» **Task instructions**
Copy out all of the material below, swapping each "Sample output" for "Example output" and leaving everything else untouched.

» **Data to process**
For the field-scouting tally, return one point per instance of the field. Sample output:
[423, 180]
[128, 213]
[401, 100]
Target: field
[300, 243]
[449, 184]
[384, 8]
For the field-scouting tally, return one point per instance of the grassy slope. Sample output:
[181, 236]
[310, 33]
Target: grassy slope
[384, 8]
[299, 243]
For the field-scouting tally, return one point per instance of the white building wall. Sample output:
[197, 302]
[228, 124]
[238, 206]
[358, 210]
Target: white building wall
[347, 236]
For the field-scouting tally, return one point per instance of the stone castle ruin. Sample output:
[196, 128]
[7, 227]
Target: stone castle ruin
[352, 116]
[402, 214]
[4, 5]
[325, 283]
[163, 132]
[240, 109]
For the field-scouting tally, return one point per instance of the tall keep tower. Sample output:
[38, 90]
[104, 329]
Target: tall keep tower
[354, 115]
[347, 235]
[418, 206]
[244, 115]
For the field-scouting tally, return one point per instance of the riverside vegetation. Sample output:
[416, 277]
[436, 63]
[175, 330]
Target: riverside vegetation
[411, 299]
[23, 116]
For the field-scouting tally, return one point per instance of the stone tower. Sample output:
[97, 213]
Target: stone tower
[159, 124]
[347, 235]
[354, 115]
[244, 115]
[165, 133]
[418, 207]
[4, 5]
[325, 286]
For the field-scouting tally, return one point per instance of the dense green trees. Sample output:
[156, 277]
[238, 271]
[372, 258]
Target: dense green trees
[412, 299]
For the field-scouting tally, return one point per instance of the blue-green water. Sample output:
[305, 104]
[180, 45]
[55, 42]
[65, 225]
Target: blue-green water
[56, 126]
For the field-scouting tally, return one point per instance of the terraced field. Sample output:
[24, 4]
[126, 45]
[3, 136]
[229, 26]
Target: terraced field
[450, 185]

» **Correct result**
For the field-scouting tally, return one point per instance of the field. Example output:
[423, 180]
[128, 213]
[401, 100]
Target: field
[300, 243]
[449, 184]
[384, 8]
For the field-scouting tally, return one point per instance of the grassy slope. Example output:
[181, 236]
[310, 33]
Target: grassy slope
[384, 8]
[299, 243]
For the field-scouting tally, return one point per instance of the white building wall. Example output:
[197, 302]
[228, 124]
[238, 206]
[358, 210]
Target: white building wall
[347, 236]
For the field-scouting tally, return one point per instance of the stone castle ruin. Example output:
[196, 128]
[7, 227]
Target: stone castle ruin
[352, 116]
[402, 214]
[4, 5]
[325, 283]
[163, 132]
[240, 109]
For the field-scouting tally, return one point per instance of the tall keep tower. Example output:
[38, 90]
[104, 329]
Target: tall keep tower
[354, 115]
[347, 235]
[418, 206]
[244, 115]
For the field-scouting tally, return one point per instance of the riverside vegetation. Example output:
[416, 277]
[436, 63]
[175, 330]
Target: riverside vegetation
[411, 299]
[23, 116]
For the field-scouting tally, return one point per instance of the stone tower. Example output:
[97, 213]
Target: stone tower
[159, 124]
[347, 235]
[354, 115]
[244, 115]
[165, 133]
[418, 207]
[4, 5]
[325, 286]
For the field-scouting tally, return one point per instance of the dense green trees. Example output:
[156, 277]
[238, 271]
[372, 258]
Target: dense green trees
[412, 299]
For the field-scouting tally, return one point per instance of the blue-green water. Example output:
[305, 104]
[180, 45]
[55, 42]
[65, 225]
Target: blue-green water
[56, 126]
For the field-scouting tally, return one point per instance of the terraced field. Example output:
[24, 4]
[126, 45]
[3, 136]
[229, 26]
Target: terraced field
[450, 185]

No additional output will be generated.